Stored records
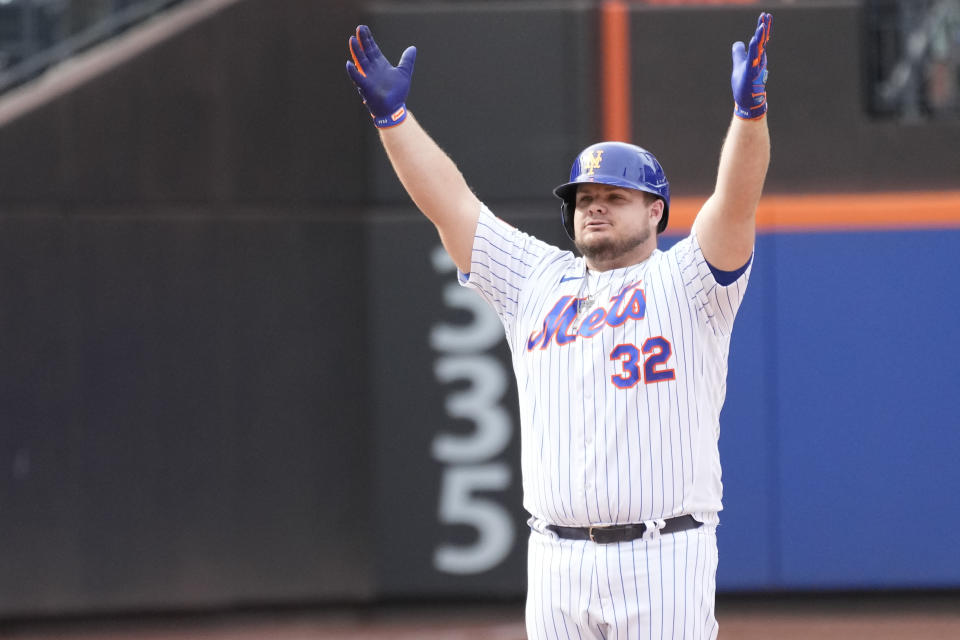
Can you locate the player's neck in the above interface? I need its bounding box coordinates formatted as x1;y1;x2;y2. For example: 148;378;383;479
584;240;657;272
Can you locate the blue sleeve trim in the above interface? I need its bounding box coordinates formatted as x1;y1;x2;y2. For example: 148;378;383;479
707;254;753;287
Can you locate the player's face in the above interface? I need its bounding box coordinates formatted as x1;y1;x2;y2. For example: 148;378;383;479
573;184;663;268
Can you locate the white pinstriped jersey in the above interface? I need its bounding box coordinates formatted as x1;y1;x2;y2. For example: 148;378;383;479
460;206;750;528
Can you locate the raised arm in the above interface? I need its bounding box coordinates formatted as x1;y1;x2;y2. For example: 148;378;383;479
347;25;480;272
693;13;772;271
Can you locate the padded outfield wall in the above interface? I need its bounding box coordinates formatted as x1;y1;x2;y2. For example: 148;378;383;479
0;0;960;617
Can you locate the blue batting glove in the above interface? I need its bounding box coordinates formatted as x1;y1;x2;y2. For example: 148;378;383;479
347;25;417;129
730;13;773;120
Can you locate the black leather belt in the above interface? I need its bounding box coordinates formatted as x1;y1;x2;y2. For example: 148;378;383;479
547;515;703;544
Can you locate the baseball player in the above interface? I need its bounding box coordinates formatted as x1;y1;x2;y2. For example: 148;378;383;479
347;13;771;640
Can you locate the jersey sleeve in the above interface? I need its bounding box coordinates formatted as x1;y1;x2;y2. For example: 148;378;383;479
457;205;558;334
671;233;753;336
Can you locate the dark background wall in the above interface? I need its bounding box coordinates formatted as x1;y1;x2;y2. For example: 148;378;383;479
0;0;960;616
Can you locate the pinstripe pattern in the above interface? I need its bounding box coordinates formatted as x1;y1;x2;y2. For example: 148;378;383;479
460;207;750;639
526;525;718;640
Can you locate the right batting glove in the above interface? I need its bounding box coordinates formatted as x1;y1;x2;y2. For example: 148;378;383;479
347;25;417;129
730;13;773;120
...
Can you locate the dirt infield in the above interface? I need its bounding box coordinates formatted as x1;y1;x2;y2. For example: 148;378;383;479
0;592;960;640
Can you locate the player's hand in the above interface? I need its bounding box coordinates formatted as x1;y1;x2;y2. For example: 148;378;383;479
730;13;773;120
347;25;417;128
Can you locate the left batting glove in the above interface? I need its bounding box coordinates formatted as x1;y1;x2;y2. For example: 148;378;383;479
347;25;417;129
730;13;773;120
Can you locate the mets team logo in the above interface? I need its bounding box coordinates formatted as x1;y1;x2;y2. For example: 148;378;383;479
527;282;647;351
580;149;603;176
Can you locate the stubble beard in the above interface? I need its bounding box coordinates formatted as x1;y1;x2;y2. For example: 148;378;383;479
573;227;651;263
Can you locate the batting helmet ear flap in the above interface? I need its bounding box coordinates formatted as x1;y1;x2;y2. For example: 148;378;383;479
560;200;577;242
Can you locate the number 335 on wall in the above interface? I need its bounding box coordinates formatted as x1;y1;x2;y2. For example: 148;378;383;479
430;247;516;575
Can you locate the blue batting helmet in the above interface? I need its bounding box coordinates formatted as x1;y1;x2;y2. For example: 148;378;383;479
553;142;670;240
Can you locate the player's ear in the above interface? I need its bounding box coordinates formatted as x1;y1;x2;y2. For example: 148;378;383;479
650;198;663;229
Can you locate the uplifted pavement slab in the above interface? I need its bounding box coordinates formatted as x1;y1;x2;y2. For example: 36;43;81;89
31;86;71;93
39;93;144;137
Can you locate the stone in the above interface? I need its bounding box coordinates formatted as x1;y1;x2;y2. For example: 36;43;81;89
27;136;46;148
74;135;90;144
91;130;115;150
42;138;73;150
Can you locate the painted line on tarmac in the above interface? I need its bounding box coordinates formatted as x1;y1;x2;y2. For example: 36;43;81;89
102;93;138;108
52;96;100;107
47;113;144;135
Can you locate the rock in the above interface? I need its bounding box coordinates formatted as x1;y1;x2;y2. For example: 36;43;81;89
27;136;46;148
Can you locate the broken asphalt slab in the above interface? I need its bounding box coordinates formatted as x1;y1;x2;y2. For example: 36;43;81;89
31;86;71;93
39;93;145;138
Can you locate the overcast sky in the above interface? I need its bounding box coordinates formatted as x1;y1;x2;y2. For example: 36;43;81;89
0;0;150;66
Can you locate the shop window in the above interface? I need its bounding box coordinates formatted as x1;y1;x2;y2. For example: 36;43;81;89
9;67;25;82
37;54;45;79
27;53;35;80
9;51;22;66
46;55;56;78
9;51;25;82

Exercise:
Starting at the line that contains "Can you locate the player's neck" and stopping after the line that contains "526;525;718;640", reproduce the data above with every "jersey" changed to "shirt" and nothing else altered.

Answer for this exercise:
Can you locate the player's neck in the above interface? I need its bounding box coordinates formatted as x1;y1;x2;y2. For example: 148;378;383;479
584;240;657;272
Can you locate the blue sleeve trim in the above interface? I need its bounding box coordinates formatted as x1;y1;x2;y2. For example: 148;378;383;479
707;254;753;287
Can you locate the player's face in the above interface? I need its bounding box coordinates formatted as x1;y1;x2;y2. For example: 148;378;383;479
573;184;663;268
Can you locate the white pinstriped shirt in the above interface? I need its bounding box coordinates formatted as x1;y1;x2;y2. For example: 148;378;383;479
460;206;750;528
Can you locate the raised arm in the above interface? I need its bounding box coordinates formatted as x1;y1;x2;y2. For example: 148;378;383;479
347;25;480;272
693;13;772;271
Can you locate the padded outfield wall in the above interface? I need its bounding box coordinates formatted as x1;y1;x2;y2. For example: 148;378;383;479
0;0;960;617
Can you locate the blue batting glove in the above interface? I need its bounding box coordinates formatted as x1;y1;x2;y2. For example: 148;378;383;479
347;25;417;129
730;13;773;120
Can you locate the black leather belt in the above interface? I need its bounding box coordinates formatted as x1;y1;x2;y2. For example: 148;378;383;479
547;515;703;544
Can you locate the baseball player in the above interface? I need its bounding box coordinates formatted as x1;y1;x2;y2. For example: 148;378;383;479
347;13;771;640
Can you locate the shirt sleeve in the above interface? I need its bounding box coordinates formatted as x1;y1;x2;y2. For example: 148;378;383;479
457;205;558;334
671;233;753;336
Can you locate the dark background wall in the above interface? I need its bounding box coordinates formatted as x1;y1;x2;y2. For example: 148;378;383;479
0;0;960;616
Can you locate the pinstripe pattern in the above interface? I need its bounding box coordinates formatted as x1;y1;x2;y2. For example: 148;378;383;479
460;207;750;639
526;525;718;640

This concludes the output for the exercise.